[[ Supplied records, beginning ]]

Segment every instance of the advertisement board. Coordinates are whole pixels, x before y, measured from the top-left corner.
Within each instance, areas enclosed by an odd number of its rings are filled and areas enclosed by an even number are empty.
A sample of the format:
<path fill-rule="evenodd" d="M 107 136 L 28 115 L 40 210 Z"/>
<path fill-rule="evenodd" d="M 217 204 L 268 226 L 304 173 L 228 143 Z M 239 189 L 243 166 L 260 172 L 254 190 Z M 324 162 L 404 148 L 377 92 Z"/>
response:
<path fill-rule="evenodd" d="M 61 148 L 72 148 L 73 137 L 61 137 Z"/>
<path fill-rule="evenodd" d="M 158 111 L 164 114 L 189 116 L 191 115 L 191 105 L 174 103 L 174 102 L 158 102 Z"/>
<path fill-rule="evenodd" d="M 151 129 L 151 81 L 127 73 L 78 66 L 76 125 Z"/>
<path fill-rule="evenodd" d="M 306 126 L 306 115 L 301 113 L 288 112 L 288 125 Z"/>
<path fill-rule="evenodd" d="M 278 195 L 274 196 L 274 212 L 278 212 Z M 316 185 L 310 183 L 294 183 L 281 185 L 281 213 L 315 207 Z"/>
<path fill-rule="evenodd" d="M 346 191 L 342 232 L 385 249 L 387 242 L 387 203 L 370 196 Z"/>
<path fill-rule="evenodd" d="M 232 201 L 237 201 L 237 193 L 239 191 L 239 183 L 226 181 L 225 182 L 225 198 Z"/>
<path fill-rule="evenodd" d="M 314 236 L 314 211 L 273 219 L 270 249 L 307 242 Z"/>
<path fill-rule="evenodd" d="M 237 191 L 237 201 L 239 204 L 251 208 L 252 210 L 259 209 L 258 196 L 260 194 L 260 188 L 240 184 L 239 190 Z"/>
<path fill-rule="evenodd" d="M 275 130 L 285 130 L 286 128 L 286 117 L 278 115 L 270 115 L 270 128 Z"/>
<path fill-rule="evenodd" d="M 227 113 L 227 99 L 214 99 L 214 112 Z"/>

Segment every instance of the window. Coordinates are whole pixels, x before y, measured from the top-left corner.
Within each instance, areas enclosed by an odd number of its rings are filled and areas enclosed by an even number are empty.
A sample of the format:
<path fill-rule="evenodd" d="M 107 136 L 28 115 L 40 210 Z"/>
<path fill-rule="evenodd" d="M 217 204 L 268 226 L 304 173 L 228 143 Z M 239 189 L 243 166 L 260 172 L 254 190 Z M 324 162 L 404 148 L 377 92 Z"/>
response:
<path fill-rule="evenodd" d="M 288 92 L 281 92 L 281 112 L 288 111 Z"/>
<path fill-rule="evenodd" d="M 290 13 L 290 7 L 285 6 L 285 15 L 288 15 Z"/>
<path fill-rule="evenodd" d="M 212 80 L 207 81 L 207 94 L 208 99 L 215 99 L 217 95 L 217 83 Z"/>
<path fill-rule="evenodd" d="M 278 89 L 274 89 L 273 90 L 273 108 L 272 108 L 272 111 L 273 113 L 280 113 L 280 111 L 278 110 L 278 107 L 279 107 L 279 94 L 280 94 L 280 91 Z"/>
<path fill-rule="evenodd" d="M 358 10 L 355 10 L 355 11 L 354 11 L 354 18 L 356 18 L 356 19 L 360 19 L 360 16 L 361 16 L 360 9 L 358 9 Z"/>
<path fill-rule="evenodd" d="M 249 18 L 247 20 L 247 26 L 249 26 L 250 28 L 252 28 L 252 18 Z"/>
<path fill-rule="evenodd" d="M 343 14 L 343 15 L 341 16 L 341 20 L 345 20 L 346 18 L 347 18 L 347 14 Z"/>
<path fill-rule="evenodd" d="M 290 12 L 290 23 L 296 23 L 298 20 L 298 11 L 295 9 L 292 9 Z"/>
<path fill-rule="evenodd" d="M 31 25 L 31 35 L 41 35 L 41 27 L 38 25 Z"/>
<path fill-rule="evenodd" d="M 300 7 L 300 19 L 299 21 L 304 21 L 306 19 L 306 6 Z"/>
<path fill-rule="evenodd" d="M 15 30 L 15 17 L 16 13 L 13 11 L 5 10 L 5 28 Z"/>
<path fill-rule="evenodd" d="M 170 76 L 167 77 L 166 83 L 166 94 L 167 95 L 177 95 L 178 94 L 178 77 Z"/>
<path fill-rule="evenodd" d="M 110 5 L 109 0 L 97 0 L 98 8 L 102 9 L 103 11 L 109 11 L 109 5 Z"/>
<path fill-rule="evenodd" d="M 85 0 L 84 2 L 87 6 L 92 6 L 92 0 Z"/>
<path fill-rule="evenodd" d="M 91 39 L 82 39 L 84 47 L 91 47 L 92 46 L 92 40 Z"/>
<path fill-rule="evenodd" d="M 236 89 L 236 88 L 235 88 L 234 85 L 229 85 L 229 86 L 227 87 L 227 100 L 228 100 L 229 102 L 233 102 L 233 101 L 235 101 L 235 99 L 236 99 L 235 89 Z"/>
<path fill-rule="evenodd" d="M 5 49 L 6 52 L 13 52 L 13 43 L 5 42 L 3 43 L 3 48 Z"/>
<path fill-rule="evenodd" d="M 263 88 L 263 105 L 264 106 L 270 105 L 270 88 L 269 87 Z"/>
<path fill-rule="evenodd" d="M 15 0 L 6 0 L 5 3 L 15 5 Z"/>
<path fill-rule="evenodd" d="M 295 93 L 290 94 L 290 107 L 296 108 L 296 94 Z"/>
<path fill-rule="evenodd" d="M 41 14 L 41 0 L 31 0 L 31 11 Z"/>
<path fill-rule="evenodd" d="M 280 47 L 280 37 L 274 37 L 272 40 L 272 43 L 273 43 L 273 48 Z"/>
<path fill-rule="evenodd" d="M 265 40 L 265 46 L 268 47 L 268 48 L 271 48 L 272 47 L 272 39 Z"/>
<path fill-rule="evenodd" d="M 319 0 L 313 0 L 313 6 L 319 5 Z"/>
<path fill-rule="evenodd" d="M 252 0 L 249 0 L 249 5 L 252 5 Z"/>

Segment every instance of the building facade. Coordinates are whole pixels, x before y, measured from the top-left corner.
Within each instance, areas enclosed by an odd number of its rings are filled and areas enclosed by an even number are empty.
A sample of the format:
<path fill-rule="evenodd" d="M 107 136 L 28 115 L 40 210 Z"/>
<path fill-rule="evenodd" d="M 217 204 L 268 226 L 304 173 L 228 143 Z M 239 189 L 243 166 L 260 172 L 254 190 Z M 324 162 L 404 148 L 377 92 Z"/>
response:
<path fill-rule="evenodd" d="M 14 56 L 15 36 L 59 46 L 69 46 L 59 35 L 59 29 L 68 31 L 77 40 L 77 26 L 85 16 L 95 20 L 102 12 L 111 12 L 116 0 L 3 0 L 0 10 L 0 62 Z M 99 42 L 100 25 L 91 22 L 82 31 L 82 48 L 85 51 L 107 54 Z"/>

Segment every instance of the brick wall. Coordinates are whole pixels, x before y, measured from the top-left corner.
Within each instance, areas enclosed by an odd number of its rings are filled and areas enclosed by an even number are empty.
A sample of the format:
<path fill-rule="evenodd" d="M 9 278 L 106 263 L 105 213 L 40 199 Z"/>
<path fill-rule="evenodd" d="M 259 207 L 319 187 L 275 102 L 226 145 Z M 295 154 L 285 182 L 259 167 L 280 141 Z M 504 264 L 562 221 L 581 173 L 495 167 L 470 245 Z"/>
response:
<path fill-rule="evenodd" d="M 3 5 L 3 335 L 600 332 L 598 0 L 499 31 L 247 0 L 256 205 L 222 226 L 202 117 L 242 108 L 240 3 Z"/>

[[ Supplied records, end ]]

▸ **What you are asked to do**: Using the records above, gather all lines where the string "from" is present.

▸ **Written solution**:
Segment every instance of the advertisement board. Coordinates are whole pixels, x before y, measured from the top-left corner.
Segment every instance of the window. Coordinates are whole pixels, x before y, measured from the top-left corner.
Segment every instance of the building facade. Coordinates are whole pixels, x before y, measured from the top-left corner.
Segment every instance of the brick wall. Coordinates are whole pixels, x before y, measured from the top-left corner.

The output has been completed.